* Problem to work on *
Pick out and copy every line in the entries below that contains the string "flower". Case counts.

** BEGIN Supplied material **

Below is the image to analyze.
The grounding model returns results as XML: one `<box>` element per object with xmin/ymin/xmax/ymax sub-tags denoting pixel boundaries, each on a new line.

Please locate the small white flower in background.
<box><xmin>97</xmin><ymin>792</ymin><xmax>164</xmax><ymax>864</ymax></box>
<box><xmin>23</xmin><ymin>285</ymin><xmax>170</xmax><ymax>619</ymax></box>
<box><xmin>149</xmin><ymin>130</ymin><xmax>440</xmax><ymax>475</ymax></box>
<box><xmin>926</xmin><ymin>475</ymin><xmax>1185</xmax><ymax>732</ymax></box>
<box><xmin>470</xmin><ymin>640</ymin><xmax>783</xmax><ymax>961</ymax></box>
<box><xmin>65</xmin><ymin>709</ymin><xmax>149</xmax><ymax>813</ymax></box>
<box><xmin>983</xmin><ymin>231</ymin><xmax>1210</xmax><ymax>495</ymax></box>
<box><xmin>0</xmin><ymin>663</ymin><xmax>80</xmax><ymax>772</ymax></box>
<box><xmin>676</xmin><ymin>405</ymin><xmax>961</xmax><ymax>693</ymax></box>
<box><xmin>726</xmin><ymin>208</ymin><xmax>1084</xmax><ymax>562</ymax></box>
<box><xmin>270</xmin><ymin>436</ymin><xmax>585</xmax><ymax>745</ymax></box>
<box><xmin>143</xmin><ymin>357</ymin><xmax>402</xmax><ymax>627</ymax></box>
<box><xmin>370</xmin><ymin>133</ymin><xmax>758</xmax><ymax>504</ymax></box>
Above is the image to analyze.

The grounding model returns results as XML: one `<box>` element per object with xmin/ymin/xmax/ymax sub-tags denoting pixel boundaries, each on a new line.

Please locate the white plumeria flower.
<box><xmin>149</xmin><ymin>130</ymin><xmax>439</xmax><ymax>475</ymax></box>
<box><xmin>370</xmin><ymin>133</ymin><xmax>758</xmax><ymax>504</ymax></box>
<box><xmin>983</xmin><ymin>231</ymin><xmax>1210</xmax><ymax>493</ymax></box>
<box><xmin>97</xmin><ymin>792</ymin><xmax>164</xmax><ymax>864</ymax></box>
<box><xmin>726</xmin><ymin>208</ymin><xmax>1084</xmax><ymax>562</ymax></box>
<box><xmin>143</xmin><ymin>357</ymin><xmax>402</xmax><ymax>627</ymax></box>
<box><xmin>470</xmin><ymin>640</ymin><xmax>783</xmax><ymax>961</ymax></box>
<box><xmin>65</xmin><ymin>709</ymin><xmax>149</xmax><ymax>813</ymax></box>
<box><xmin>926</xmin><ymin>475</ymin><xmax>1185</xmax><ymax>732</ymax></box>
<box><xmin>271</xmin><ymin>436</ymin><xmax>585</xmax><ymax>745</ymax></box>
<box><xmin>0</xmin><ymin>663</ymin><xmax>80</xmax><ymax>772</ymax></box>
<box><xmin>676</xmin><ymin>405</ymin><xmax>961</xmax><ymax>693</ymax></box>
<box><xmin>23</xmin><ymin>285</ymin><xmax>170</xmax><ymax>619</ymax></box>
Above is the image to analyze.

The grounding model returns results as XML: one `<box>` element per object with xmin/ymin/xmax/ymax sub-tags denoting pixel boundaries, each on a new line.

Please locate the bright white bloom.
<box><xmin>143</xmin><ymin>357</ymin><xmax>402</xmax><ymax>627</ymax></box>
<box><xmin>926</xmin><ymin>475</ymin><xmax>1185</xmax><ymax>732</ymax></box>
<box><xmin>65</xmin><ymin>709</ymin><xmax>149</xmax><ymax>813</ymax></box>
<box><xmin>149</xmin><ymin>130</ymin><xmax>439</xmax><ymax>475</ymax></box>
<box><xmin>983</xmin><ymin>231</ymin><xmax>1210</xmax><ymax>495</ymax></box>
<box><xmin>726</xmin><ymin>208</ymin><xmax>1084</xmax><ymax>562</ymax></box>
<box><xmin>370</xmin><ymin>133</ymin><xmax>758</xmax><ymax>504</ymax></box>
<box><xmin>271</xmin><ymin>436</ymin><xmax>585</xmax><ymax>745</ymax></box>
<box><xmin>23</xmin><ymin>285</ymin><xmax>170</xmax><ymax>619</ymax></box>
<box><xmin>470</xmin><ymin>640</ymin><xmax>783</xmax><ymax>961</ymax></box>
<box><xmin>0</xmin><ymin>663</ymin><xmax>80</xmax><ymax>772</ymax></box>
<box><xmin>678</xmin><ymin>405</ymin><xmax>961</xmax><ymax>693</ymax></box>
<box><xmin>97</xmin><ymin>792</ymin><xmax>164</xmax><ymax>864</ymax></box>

** END Supplied material **

* Exercise output *
Please locate the small white flower in background.
Please locate the white plumeria flower.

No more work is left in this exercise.